§ **Task brief**
Every record is to be restated exactly, with nothing left out.

§ **Task material**
• • • •
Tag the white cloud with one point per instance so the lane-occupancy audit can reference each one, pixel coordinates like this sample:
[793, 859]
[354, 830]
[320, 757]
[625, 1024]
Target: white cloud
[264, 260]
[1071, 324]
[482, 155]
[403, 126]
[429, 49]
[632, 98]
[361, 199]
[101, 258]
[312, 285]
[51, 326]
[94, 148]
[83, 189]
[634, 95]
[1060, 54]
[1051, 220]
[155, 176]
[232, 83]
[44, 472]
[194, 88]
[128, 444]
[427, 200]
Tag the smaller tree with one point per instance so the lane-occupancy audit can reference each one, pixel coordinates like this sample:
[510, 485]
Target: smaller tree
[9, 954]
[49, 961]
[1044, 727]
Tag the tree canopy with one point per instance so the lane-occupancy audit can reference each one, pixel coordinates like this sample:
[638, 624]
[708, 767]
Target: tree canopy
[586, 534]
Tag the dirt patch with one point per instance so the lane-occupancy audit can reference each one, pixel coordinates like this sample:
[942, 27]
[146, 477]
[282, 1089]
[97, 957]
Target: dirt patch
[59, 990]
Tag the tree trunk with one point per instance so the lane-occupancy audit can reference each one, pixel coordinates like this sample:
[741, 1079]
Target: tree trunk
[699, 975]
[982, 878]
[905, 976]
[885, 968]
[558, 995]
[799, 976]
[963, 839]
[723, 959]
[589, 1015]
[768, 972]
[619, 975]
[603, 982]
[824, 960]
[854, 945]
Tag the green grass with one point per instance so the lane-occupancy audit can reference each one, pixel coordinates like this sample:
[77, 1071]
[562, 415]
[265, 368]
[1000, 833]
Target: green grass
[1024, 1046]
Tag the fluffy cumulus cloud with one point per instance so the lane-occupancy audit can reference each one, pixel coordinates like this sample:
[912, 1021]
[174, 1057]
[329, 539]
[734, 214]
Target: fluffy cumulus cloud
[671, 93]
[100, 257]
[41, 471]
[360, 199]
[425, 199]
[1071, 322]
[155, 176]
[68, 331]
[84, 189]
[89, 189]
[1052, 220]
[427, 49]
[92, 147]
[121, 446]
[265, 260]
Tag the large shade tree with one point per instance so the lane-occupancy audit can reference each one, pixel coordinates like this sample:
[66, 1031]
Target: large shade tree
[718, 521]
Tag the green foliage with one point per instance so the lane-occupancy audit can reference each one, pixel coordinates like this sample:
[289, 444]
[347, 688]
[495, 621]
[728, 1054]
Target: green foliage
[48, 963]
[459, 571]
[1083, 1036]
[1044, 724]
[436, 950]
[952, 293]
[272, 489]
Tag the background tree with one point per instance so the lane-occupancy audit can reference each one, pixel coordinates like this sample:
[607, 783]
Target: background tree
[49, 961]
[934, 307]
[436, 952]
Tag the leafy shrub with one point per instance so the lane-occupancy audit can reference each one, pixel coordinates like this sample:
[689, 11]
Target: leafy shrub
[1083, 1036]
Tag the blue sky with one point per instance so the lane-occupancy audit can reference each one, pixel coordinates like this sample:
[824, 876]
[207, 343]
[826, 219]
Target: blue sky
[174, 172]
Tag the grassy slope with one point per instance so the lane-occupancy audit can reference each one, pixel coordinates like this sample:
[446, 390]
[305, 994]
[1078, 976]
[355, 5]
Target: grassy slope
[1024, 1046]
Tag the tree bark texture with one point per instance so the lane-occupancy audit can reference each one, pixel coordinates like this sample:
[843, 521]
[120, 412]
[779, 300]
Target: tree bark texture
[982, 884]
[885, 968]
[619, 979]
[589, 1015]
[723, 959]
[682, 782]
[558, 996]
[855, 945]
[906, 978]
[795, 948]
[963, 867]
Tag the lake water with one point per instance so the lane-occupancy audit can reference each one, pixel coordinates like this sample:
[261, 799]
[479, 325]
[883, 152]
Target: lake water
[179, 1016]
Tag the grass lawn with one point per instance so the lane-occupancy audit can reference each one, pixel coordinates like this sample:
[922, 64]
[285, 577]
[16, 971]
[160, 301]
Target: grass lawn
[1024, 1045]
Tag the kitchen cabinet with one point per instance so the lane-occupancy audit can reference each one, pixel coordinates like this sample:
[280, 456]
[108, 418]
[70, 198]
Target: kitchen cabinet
• • • •
§ **Output of the task**
Tag the white cloud with one point per instance so the lane-occupancy audit can reference each one, pixel coordinates like this sample:
[793, 859]
[354, 830]
[320, 757]
[625, 1024]
Target: white cloud
[264, 260]
[1071, 324]
[482, 155]
[403, 126]
[429, 49]
[632, 98]
[361, 199]
[101, 258]
[312, 285]
[51, 326]
[94, 148]
[83, 189]
[634, 95]
[1060, 54]
[1051, 220]
[155, 176]
[232, 83]
[44, 472]
[194, 88]
[128, 444]
[427, 200]
Tag the smaller tree with one point per instance so the lane-occupancy audit can reference each one, pixel coordinates like this sample:
[510, 485]
Target: smaller tree
[9, 954]
[49, 961]
[1044, 727]
Tag the tree canopy with one point per instance so the lane-occupancy audit can reference each one, pixel coordinates like this sample:
[638, 624]
[708, 767]
Target: tree canopy
[586, 534]
Tag the dirt patch with one point per instance so the lane-occupancy audit can reference each one, pixel coordinates like this sample:
[942, 27]
[146, 477]
[282, 1089]
[97, 957]
Target: dirt patch
[59, 990]
Tag the tree trunk with one point per instance so the lane-occupancy audit can reference each one, pixel coordinates like this sample:
[741, 1079]
Target: tree trunk
[699, 975]
[982, 878]
[905, 976]
[885, 968]
[558, 995]
[799, 976]
[963, 839]
[723, 959]
[589, 1015]
[768, 972]
[619, 975]
[603, 982]
[824, 960]
[854, 945]
Tag the green grass with one point per instance so the lane-occupancy audit can reference each one, pixel coordinates like this sample:
[77, 1071]
[562, 415]
[265, 368]
[1000, 833]
Target: green grass
[1024, 1046]
Tag the fluffy cumulus cloud with one point per instance so the lane-occupancy audit can reference each one, pixel coordinates like this sample:
[912, 1021]
[174, 1057]
[329, 539]
[734, 214]
Target: fluffy cumulus cloud
[671, 93]
[100, 257]
[41, 471]
[360, 199]
[425, 199]
[1071, 322]
[155, 176]
[68, 331]
[84, 189]
[89, 189]
[1052, 220]
[427, 49]
[92, 147]
[121, 446]
[265, 260]
Tag the large shade tree with one point per instance so the lane-occupancy audit can reference each one, pixel coordinates like this sample:
[66, 1031]
Target: large shade tree
[718, 521]
Tag the green foliage with one point per instance so the lane-occupancy audit can reference each one, pixel coordinates like this sample:
[289, 444]
[347, 688]
[495, 621]
[728, 1054]
Target: green foliage
[48, 963]
[459, 571]
[1083, 1036]
[1044, 724]
[436, 950]
[952, 293]
[272, 489]
Tag the background tree with one point per instance so the lane-occupancy audit can reference each one, pixel coordinates like this sample:
[607, 783]
Target: background tree
[49, 961]
[934, 307]
[436, 952]
Tag the leafy shrub with one point per instance so the lane-occupancy audit can reference each one, pixel coordinates like this sample:
[689, 11]
Target: leafy shrub
[1083, 1036]
Tag the blue sky with one point per instance so the lane-occupancy audit can reference each one, pixel coordinates like this sample:
[824, 876]
[207, 343]
[826, 219]
Target: blue sky
[174, 172]
Tag the grassy slope with one point per instance so the lane-occupancy audit can reference each one, pixel coordinates like this sample:
[446, 390]
[305, 994]
[1078, 976]
[355, 5]
Target: grassy slope
[1024, 1046]
Tag the tree bark texture with one point per instance so the lane-occupancy audit can reference each one, pixel coordinates like this sample:
[843, 521]
[120, 412]
[779, 300]
Target: tree bark texture
[982, 884]
[885, 968]
[619, 979]
[589, 1015]
[723, 959]
[682, 782]
[558, 996]
[855, 945]
[906, 978]
[795, 948]
[963, 867]
Tag the lake water with one point per instance so the lane-occupancy audit can reference each one, pixel coordinates like this sample:
[261, 799]
[479, 325]
[883, 152]
Target: lake water
[179, 1016]
Tag the grass lawn with one point per instance so the lane-occupancy audit can reference each one, pixel coordinates like this sample:
[922, 64]
[285, 577]
[16, 971]
[160, 301]
Target: grass lawn
[1024, 1045]
Tag the kitchen cabinet with one point per instance so the lane-occupancy audit can reference each one, pixel coordinates like this sample:
[280, 456]
[108, 418]
[70, 198]
Target: kitchen cabinet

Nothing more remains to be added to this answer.